Exercise data:
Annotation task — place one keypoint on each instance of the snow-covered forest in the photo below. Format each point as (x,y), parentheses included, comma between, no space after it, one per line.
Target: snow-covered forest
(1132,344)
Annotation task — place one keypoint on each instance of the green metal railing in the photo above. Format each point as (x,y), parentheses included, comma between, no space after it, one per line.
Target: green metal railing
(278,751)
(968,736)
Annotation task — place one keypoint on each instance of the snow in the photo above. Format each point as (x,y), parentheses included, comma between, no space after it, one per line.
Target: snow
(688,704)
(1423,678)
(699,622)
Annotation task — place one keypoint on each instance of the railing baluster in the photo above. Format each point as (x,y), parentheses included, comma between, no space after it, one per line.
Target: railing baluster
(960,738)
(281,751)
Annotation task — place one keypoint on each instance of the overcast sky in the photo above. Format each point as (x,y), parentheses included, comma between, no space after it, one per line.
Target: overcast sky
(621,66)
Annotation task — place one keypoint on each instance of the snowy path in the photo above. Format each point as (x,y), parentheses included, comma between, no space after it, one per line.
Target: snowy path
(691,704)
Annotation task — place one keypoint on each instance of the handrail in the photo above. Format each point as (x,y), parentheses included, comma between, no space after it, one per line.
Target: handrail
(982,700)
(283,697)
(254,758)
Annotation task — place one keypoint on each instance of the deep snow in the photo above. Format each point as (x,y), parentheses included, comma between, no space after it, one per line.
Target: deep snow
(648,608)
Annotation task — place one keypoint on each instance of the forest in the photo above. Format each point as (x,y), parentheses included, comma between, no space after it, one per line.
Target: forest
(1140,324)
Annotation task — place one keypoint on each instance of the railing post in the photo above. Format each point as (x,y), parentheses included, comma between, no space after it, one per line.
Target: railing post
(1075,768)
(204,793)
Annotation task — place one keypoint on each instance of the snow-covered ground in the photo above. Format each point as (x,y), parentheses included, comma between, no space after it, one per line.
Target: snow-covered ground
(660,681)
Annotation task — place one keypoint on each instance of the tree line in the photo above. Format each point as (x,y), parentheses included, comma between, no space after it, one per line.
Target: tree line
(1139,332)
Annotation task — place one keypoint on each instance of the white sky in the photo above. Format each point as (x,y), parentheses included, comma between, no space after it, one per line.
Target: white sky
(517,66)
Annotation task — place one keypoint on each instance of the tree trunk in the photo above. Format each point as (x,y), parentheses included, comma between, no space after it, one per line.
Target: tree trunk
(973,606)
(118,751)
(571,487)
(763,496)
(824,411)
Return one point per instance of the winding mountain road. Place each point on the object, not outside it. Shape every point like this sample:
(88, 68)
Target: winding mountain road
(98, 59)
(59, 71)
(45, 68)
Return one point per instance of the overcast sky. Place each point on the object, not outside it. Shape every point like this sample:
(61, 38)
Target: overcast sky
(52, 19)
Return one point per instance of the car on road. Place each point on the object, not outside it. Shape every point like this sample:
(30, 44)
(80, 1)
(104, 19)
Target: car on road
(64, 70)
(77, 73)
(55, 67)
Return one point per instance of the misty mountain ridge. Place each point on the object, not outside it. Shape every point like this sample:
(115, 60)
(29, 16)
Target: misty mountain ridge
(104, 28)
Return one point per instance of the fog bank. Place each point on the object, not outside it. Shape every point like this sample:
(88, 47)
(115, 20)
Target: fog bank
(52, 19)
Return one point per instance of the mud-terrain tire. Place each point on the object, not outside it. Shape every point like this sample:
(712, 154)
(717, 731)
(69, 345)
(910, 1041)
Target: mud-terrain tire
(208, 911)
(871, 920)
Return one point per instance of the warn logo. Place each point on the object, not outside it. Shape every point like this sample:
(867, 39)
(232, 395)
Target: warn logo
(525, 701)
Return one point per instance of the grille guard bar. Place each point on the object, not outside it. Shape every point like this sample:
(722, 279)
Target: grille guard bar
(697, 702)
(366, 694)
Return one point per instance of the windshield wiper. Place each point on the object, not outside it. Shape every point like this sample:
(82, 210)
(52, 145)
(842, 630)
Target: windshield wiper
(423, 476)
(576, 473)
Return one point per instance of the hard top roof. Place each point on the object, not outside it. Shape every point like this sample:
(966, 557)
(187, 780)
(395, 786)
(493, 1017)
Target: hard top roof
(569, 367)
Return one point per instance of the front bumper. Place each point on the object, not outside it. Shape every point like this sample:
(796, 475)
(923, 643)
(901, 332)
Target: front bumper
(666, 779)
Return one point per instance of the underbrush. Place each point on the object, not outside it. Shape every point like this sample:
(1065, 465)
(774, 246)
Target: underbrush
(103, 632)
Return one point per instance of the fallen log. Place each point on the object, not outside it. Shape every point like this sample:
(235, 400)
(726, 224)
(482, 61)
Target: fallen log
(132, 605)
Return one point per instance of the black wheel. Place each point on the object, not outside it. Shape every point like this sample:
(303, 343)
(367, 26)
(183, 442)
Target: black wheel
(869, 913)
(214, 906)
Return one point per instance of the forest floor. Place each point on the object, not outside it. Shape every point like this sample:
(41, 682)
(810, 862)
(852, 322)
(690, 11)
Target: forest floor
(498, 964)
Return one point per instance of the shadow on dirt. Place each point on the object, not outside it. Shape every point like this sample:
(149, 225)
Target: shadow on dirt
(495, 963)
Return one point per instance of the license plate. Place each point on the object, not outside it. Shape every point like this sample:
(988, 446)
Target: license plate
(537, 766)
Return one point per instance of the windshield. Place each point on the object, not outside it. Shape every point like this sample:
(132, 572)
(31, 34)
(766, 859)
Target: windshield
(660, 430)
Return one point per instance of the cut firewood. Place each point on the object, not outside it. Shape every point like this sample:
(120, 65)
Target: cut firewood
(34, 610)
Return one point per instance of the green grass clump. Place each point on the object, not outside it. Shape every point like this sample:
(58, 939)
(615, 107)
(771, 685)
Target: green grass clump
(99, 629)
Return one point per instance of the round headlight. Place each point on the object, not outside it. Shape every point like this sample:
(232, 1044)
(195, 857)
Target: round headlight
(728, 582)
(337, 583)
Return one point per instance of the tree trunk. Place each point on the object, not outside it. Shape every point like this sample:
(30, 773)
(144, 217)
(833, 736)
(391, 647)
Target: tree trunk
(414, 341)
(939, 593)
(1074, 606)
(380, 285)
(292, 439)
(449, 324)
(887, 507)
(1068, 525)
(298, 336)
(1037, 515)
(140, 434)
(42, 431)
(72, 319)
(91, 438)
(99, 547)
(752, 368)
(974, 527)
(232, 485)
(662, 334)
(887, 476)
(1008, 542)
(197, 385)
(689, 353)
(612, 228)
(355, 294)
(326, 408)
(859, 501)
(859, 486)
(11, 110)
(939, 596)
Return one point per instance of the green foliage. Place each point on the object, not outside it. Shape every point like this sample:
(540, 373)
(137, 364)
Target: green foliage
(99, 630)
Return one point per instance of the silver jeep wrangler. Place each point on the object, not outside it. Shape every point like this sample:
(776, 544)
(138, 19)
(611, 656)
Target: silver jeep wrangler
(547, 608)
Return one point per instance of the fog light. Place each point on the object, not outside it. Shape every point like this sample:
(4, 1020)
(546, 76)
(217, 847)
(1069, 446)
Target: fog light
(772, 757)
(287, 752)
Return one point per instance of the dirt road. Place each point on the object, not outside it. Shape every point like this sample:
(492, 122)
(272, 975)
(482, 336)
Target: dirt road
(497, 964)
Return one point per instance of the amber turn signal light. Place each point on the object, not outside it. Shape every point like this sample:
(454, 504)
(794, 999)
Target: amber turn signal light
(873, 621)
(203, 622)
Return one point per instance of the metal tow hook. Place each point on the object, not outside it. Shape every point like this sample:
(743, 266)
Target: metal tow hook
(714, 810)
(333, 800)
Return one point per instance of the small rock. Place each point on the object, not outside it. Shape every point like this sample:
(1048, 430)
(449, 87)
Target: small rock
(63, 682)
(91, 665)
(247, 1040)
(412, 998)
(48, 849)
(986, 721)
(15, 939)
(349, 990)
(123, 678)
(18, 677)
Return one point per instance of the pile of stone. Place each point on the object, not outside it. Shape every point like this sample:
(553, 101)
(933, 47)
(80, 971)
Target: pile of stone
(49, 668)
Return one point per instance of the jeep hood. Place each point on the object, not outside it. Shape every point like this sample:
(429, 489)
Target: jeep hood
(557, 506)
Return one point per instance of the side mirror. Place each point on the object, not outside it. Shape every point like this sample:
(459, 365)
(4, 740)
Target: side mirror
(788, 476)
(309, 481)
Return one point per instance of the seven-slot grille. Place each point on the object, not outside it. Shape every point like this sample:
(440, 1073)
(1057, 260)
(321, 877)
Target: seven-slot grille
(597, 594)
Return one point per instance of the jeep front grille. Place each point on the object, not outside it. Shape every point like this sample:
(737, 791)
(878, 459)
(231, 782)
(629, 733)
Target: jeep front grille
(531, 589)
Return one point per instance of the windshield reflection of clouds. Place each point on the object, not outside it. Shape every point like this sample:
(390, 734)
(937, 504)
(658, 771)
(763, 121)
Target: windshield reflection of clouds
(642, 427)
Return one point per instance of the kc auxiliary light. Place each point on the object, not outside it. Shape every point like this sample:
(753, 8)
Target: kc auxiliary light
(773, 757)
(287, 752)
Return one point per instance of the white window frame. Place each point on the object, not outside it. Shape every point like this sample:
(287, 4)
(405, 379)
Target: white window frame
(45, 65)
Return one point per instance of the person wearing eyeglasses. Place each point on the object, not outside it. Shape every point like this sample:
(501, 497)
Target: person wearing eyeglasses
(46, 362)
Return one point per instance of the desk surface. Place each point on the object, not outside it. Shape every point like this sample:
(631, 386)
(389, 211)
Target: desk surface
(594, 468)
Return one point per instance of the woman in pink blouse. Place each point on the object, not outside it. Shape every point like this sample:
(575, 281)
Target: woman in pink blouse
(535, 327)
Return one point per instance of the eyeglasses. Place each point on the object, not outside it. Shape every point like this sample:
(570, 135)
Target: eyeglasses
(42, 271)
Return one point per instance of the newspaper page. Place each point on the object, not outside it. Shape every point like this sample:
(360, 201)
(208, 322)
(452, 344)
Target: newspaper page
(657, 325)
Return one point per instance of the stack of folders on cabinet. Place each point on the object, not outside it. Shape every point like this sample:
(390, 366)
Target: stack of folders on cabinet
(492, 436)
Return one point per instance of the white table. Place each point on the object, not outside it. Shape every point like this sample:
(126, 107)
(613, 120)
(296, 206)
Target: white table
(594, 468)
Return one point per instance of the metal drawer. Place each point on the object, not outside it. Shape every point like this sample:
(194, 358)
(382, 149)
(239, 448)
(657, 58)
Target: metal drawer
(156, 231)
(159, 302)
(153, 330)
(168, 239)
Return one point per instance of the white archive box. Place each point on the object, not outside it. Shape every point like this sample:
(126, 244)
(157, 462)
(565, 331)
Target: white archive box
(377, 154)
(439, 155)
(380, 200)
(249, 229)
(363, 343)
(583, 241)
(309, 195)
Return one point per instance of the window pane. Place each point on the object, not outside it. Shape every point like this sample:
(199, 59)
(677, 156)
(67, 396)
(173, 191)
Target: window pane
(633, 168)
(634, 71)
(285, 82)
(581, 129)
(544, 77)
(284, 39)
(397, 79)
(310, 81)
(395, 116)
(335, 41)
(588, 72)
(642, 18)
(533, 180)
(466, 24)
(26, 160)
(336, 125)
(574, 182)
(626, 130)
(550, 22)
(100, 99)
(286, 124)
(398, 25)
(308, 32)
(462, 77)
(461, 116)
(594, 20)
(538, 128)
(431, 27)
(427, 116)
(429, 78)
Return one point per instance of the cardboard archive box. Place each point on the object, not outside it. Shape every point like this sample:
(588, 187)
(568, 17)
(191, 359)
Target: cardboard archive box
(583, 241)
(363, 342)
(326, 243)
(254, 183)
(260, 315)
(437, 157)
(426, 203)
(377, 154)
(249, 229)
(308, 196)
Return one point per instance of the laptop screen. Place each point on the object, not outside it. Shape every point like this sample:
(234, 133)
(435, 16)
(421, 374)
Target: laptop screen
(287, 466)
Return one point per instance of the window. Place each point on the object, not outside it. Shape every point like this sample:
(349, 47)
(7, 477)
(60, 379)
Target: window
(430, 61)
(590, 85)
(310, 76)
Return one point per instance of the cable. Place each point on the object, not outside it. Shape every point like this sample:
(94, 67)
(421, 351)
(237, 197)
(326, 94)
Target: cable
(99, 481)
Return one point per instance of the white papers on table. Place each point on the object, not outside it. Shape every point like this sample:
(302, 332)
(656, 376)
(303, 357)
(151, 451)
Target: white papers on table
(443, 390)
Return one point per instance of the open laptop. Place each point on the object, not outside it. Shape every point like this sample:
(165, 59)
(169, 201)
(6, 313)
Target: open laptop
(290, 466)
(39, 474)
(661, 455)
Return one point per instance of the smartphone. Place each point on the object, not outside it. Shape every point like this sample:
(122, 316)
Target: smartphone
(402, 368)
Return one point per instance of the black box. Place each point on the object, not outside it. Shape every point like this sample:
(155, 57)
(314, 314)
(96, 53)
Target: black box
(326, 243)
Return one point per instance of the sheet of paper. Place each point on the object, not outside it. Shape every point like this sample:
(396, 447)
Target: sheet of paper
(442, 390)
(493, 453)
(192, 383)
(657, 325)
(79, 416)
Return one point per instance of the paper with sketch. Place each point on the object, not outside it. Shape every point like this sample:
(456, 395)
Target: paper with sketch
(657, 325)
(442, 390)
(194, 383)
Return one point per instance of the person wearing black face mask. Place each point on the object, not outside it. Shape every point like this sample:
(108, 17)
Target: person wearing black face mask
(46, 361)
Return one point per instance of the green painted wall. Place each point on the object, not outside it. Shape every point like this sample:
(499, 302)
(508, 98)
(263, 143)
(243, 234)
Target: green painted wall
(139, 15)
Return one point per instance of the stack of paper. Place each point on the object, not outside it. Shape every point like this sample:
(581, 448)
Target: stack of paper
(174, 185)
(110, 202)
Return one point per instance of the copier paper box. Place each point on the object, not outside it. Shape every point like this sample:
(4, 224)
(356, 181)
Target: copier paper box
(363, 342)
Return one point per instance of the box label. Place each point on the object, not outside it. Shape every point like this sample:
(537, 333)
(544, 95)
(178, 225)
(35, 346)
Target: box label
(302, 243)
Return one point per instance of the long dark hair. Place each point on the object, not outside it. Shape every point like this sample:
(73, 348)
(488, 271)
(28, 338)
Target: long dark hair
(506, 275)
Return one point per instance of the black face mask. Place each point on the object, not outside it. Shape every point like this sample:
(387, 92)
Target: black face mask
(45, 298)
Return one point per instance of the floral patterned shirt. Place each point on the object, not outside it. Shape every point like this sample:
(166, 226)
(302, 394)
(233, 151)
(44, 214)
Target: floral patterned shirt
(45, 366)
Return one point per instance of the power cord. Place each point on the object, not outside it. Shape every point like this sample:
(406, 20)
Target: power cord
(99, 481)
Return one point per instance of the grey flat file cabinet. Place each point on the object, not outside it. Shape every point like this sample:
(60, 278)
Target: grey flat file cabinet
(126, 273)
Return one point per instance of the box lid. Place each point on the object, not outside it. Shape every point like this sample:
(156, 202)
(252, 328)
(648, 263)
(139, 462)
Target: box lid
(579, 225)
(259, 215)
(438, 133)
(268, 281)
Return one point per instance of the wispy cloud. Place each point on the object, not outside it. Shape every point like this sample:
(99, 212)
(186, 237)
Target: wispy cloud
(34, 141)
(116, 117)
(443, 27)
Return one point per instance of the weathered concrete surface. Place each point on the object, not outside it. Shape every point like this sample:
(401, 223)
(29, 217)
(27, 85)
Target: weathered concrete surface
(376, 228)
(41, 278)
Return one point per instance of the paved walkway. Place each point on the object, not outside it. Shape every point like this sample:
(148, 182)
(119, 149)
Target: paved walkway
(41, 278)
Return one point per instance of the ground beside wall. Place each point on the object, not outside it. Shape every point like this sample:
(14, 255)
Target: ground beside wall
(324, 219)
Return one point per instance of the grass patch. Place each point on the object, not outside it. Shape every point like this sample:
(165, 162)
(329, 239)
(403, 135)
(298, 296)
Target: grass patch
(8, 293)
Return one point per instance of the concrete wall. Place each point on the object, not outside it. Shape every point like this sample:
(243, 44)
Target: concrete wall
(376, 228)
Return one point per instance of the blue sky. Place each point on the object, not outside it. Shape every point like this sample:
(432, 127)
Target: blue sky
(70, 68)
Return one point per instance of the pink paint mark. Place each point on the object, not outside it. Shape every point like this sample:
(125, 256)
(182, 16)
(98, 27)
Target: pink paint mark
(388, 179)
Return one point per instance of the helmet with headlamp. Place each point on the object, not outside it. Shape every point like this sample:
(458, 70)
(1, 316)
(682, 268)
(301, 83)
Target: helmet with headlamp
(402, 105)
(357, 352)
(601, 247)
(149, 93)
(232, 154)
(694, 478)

Your task:
Of the entries above, transcribe exactly those lines that fall between the line containing "Return one point per instance of the side" and the line containing "Return one point per instance of the woman", together with those two lines.

Output for this task:
Return one point per instance of the side mirror. Place each point on the object, not outside it. Shape every point like this sample:
(459, 365)
(4, 740)
Target: side mirror
(788, 476)
(309, 481)
Return one point per instance of the seven-slot grille. Place each point on the object, not outside it. Shape every point like this sample:
(440, 1073)
(1057, 260)
(321, 877)
Target: seven-slot grille
(597, 594)
Return one point per instance of the jeep front grille. Place each point on the object, not outside it. Shape every point like this sample:
(737, 791)
(878, 459)
(231, 782)
(629, 733)
Target: jeep front grille
(531, 589)
Return one point per instance of the windshield reflection of clouds. Place each point on the object, not outside it. Shape every point like this sample:
(390, 734)
(937, 504)
(658, 771)
(763, 121)
Target: windshield reflection of clouds
(642, 427)
Return one point per instance of the kc auxiliary light. Place each point on the object, not outside it. Shape every point like this sample:
(753, 8)
Target: kc auxiliary light
(773, 757)
(287, 752)
Return one point per instance of the white window frame. Place each point on the object, not outside it. Shape every point like this sample:
(287, 4)
(405, 379)
Target: white window frame
(45, 65)
Return one point per instance of the person wearing eyeglasses. Place each point on the object, not outside it. Shape every point like this sample:
(501, 497)
Target: person wearing eyeglasses
(46, 362)
Return one point per instance of the desk surface. Place each point on the object, not outside it. Shape every point like this sample:
(631, 386)
(389, 211)
Target: desk surface
(594, 468)
Return one point per instance of the woman in pink blouse. Place each point on the object, not outside it. Shape every point like this sample:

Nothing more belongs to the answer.